### Problem statement
Tell how many lines in these records contain the string "below", with only the number as the reply.

━━━━━ Source records ━━━━━

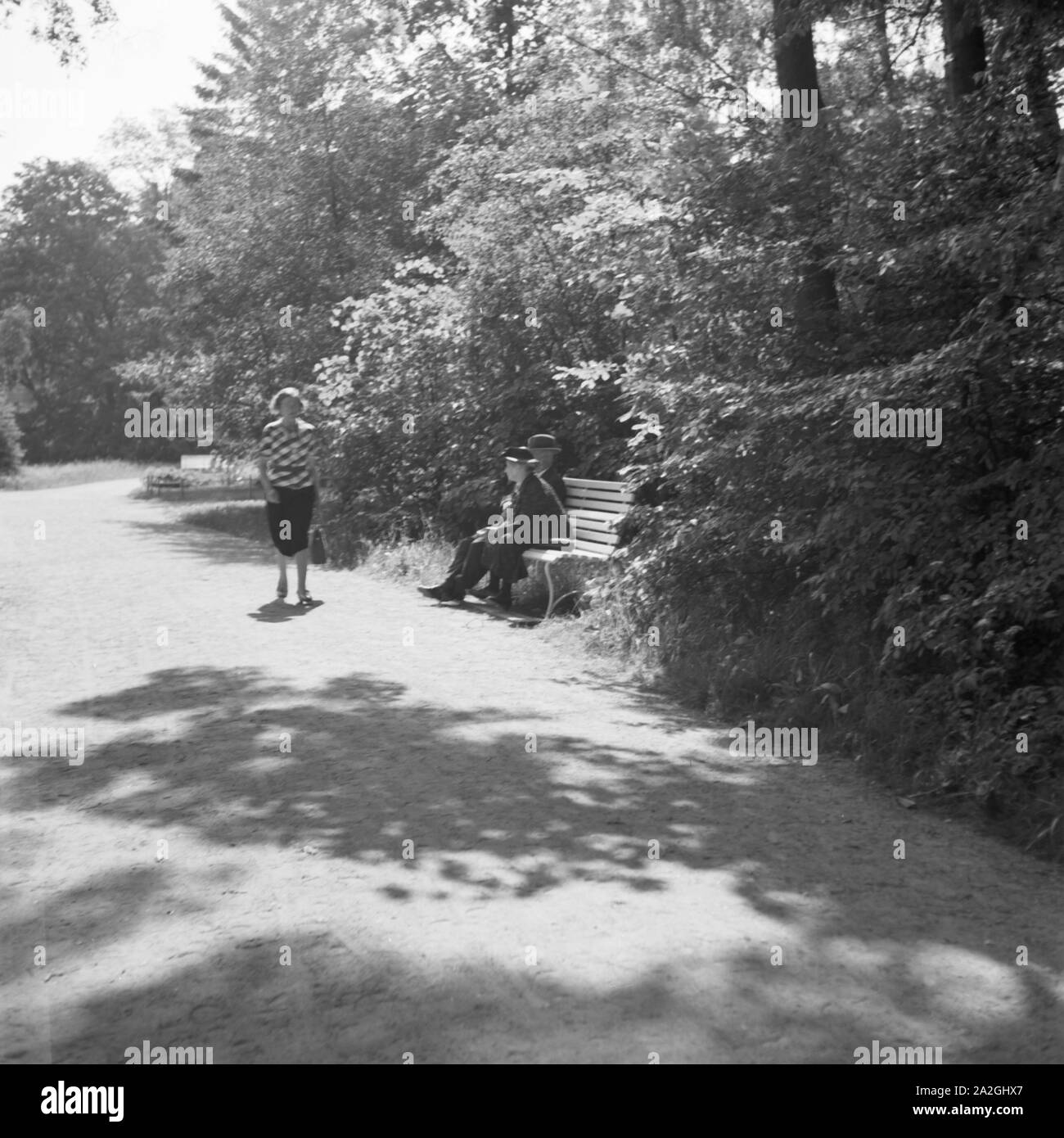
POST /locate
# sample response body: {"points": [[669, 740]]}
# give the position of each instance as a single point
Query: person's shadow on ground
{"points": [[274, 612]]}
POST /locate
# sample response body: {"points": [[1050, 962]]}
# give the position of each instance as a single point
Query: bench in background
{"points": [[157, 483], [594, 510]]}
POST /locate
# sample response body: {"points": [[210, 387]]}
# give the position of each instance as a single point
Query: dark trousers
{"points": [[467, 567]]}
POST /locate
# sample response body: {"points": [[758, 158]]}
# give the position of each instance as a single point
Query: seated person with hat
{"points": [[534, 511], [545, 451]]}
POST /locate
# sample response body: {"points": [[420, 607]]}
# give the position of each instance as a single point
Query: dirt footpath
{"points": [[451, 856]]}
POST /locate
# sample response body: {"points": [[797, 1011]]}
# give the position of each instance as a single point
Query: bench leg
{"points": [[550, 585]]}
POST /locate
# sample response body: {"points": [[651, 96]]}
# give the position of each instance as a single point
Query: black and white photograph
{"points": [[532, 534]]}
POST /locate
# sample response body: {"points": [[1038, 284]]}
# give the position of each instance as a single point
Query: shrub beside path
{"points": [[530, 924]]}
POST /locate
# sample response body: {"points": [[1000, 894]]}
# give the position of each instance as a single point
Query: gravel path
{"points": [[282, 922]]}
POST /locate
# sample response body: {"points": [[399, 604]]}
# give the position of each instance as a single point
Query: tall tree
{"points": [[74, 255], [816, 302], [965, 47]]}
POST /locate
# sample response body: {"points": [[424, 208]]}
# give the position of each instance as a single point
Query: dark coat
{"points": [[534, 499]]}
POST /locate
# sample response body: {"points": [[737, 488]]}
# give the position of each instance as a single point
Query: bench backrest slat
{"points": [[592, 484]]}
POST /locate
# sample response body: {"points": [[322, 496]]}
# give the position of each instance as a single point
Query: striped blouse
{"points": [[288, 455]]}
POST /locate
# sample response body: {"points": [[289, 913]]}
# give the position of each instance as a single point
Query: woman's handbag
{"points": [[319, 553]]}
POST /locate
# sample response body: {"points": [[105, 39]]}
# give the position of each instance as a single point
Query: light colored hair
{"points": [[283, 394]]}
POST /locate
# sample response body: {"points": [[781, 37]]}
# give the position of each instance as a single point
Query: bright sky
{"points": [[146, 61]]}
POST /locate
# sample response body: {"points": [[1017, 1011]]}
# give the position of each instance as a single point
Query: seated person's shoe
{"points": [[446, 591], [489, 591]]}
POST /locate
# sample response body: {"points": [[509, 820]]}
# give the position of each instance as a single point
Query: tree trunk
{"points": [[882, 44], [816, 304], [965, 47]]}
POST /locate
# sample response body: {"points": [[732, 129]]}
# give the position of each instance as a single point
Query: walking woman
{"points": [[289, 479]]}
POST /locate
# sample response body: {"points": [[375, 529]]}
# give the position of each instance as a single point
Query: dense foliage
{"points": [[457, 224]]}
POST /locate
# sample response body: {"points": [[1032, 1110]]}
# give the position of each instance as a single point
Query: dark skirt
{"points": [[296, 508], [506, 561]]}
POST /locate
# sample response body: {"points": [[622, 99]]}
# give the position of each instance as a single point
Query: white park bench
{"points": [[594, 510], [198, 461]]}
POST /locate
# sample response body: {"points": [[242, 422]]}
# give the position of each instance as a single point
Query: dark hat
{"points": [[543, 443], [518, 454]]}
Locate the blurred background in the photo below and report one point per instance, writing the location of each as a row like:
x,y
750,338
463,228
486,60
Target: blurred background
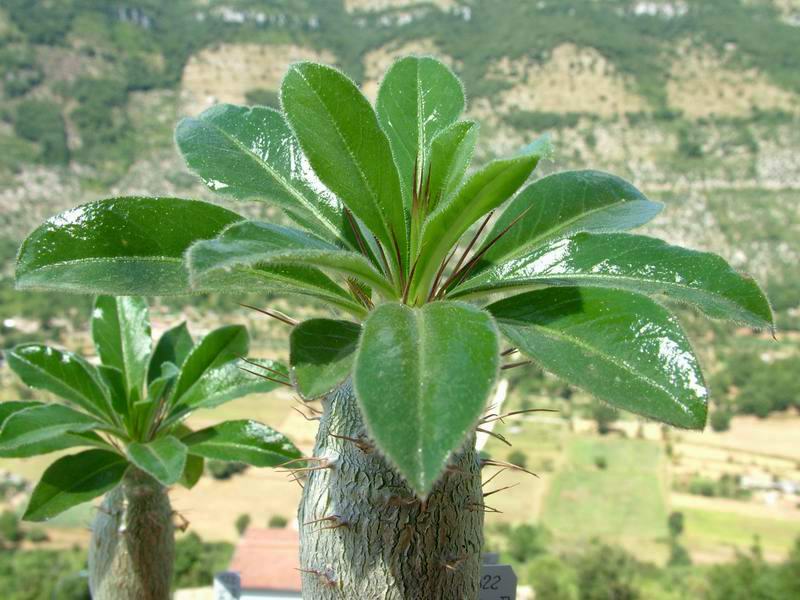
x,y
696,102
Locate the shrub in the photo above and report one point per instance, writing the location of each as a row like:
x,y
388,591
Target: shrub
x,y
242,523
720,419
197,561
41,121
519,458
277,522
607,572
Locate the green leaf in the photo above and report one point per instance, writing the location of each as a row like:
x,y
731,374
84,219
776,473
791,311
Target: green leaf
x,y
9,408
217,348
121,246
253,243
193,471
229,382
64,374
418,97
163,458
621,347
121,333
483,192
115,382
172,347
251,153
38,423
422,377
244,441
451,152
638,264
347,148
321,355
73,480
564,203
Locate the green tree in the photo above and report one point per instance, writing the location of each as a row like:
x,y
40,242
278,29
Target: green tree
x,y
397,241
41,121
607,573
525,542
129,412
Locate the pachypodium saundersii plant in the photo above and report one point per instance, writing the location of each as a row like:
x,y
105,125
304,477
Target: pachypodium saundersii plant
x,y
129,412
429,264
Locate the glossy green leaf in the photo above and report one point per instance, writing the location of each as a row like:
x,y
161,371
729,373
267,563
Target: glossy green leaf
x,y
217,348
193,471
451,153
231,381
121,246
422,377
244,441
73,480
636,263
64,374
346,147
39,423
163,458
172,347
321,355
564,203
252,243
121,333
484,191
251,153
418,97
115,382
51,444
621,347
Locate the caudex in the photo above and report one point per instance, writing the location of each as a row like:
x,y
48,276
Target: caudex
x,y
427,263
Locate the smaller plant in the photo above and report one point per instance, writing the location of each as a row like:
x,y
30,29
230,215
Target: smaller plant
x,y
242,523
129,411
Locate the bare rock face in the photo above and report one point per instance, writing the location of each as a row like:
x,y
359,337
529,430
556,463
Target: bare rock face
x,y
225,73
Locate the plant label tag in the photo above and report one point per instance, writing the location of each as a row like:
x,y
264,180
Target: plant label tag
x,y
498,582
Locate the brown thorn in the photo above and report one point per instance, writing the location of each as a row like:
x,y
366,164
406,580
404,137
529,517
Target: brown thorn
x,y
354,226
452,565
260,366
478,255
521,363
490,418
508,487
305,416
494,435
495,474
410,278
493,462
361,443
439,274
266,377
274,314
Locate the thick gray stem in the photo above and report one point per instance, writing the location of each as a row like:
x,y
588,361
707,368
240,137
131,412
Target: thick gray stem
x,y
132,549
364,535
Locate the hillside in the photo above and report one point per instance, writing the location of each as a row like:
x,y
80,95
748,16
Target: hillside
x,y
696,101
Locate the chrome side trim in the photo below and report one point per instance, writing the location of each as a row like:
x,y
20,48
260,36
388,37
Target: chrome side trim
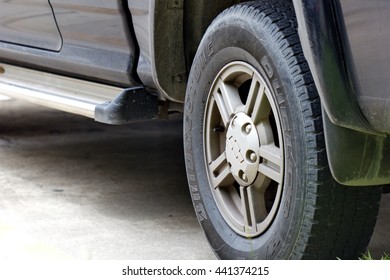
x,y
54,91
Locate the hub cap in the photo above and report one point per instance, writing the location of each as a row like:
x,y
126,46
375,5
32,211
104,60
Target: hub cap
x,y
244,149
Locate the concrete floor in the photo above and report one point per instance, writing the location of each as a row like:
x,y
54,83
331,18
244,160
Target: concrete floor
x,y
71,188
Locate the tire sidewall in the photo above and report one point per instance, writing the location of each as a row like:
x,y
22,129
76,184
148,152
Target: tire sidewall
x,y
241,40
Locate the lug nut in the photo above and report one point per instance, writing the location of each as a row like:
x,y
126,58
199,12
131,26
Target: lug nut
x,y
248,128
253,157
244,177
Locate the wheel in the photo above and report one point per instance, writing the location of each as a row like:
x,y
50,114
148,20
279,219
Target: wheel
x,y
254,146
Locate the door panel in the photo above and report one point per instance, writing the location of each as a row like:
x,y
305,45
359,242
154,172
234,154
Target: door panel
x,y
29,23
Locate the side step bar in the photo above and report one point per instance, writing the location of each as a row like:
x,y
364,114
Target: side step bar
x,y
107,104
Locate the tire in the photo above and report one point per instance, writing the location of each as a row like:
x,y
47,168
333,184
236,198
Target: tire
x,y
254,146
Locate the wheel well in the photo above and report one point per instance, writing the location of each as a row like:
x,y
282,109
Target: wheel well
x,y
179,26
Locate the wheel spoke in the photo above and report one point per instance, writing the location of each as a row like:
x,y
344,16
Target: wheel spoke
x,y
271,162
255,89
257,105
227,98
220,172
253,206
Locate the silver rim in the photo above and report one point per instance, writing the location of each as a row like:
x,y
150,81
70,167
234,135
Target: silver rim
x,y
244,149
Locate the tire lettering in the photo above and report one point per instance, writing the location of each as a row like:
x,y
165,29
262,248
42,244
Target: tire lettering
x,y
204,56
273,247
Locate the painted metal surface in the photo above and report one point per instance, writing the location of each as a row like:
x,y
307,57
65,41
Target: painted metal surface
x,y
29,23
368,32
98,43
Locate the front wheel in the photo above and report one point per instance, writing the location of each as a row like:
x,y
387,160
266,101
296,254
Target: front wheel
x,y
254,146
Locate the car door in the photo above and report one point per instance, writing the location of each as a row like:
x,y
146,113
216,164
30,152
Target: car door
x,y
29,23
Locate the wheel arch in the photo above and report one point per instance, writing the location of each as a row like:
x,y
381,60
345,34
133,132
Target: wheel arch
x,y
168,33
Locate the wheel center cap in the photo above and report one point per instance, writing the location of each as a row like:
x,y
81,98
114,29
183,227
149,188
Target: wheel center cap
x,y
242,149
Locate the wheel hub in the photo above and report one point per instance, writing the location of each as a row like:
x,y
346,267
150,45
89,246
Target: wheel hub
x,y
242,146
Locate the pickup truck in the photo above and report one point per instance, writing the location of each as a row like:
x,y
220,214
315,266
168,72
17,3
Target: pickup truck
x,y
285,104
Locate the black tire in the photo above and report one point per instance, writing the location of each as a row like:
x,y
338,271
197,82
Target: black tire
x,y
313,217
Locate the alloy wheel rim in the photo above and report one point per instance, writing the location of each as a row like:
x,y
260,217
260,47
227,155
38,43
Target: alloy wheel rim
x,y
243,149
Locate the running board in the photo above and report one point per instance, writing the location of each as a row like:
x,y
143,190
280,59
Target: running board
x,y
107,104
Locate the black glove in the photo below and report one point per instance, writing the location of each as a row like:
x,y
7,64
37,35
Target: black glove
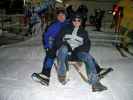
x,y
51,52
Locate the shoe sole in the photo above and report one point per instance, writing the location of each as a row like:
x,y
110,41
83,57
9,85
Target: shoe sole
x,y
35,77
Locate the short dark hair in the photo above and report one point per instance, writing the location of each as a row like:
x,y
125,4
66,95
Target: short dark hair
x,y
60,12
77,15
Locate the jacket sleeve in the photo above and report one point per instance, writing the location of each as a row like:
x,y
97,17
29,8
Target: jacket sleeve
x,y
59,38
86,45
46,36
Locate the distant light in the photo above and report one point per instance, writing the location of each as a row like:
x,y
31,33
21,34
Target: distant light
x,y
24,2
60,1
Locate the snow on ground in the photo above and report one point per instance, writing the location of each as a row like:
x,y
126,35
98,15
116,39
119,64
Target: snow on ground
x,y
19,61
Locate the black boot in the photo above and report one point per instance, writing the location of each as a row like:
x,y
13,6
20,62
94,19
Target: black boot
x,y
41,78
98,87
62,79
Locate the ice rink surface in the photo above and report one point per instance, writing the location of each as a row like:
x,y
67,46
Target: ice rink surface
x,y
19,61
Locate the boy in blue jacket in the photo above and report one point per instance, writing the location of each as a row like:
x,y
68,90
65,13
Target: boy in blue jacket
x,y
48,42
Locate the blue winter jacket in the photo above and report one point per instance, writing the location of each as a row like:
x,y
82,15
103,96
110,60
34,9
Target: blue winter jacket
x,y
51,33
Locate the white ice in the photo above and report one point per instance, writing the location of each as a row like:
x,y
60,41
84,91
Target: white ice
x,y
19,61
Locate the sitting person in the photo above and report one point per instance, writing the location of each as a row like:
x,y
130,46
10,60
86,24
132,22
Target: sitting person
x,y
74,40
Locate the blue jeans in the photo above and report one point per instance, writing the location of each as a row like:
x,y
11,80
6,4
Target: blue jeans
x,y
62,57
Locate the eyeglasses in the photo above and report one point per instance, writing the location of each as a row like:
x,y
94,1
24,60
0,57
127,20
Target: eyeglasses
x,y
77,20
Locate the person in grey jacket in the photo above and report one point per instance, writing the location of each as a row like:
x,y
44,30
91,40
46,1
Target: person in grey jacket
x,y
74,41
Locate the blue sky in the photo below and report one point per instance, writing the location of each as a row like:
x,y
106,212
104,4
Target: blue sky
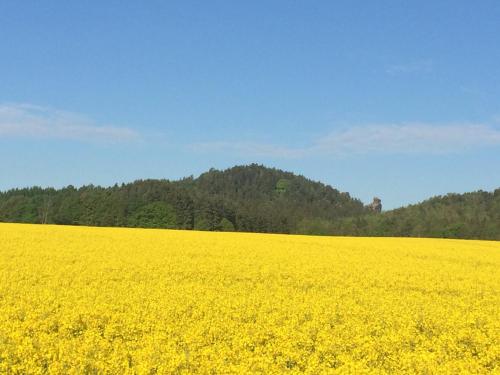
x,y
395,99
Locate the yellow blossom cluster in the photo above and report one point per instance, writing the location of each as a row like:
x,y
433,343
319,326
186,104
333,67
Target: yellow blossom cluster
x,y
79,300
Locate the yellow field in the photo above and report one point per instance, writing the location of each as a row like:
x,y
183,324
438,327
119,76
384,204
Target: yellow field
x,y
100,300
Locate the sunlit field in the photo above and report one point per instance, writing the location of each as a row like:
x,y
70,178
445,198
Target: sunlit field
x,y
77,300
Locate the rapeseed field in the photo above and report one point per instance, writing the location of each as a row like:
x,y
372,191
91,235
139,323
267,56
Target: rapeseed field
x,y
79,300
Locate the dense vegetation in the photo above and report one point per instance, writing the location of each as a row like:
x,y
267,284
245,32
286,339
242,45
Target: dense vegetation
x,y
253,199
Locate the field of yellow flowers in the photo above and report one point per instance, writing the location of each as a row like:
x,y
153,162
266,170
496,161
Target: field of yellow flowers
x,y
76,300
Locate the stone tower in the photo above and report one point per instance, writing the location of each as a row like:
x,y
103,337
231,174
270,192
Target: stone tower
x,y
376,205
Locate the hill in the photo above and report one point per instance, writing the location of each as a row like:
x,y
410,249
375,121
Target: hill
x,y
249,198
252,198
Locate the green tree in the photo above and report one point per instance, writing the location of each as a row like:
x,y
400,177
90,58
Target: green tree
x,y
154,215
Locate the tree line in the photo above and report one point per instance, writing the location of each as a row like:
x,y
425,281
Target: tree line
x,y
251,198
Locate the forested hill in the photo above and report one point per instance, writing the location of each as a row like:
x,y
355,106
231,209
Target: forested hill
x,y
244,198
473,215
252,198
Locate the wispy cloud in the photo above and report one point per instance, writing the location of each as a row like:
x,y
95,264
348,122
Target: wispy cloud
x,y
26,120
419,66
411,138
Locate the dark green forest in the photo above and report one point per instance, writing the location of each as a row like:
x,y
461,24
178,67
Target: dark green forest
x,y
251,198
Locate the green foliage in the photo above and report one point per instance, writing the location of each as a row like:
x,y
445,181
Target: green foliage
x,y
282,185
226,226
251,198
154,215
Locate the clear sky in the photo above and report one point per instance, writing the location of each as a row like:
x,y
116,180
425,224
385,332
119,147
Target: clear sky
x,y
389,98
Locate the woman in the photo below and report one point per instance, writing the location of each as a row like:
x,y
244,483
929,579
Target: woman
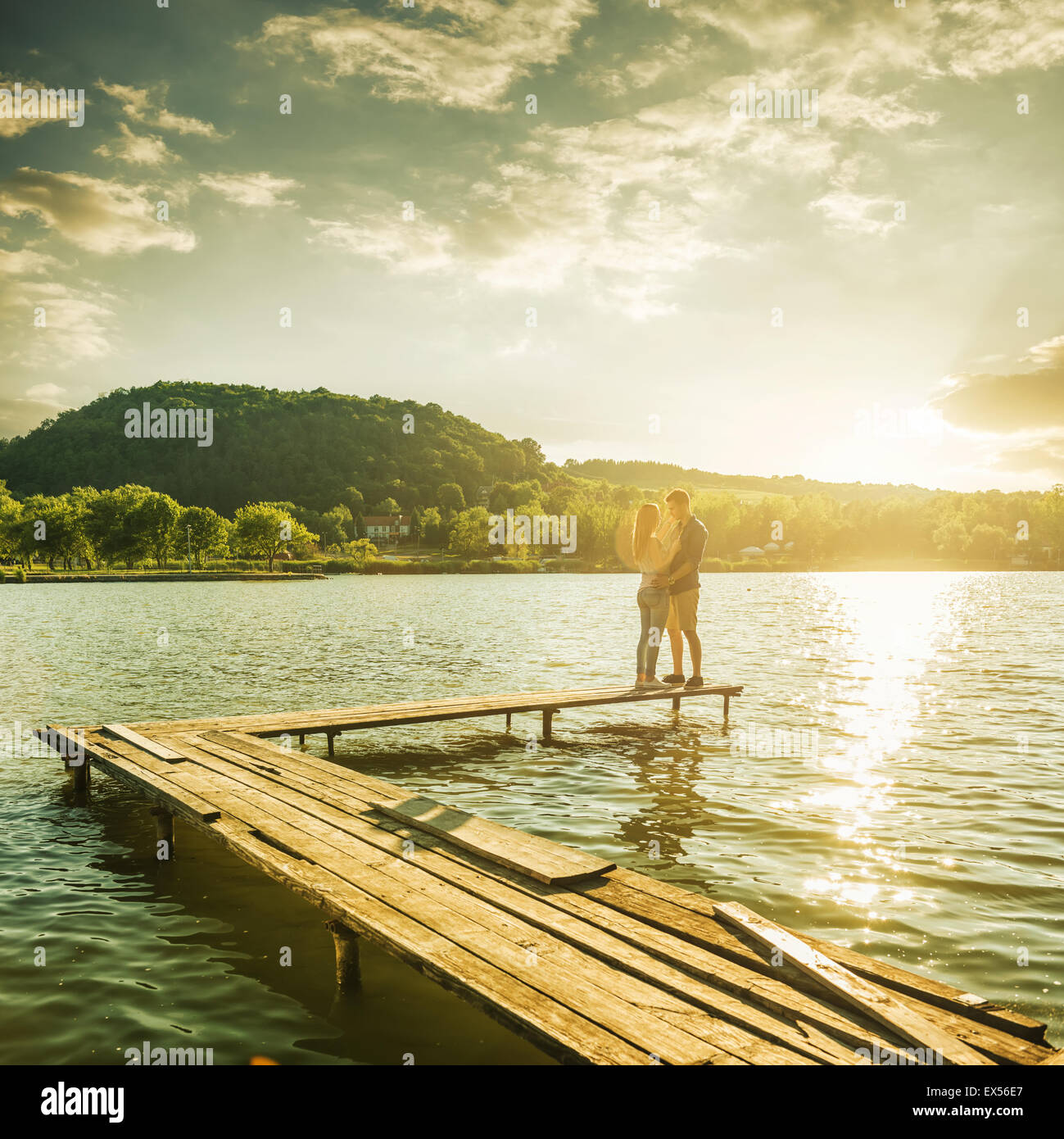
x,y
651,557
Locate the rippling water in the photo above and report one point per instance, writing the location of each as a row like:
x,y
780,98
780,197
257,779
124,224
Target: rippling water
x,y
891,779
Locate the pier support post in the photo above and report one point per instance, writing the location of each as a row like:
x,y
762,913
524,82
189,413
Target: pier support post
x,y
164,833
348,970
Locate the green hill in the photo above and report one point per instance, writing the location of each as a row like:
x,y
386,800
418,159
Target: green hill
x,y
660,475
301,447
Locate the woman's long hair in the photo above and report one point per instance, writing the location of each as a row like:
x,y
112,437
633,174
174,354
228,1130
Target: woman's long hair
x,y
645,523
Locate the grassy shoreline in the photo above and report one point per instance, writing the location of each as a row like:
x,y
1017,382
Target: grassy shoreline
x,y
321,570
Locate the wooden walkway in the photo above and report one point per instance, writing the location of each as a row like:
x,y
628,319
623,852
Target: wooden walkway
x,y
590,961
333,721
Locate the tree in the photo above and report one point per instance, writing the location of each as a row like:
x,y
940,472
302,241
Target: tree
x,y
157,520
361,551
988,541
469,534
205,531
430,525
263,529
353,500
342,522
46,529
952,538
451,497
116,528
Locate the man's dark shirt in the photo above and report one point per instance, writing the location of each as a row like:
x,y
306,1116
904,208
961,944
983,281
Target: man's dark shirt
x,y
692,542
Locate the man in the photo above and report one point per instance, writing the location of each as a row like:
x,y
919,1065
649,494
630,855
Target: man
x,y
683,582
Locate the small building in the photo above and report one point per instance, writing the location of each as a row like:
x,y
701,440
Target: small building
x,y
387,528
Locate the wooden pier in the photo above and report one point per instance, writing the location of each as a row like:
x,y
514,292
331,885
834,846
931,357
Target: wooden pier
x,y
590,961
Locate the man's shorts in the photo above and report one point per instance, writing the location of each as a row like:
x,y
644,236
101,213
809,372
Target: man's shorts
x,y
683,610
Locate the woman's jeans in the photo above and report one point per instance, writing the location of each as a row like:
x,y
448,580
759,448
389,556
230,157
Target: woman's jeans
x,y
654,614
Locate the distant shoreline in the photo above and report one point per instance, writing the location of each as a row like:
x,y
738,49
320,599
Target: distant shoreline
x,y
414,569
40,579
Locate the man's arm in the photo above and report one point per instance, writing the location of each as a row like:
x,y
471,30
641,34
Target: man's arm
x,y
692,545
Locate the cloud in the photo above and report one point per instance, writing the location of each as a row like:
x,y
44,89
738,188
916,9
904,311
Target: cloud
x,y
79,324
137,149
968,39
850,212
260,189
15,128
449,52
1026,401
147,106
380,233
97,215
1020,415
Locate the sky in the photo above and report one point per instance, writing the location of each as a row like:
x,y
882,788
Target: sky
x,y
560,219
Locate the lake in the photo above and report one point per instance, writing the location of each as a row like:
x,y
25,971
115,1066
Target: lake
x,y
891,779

━━━━━

### Solution to the exercise
5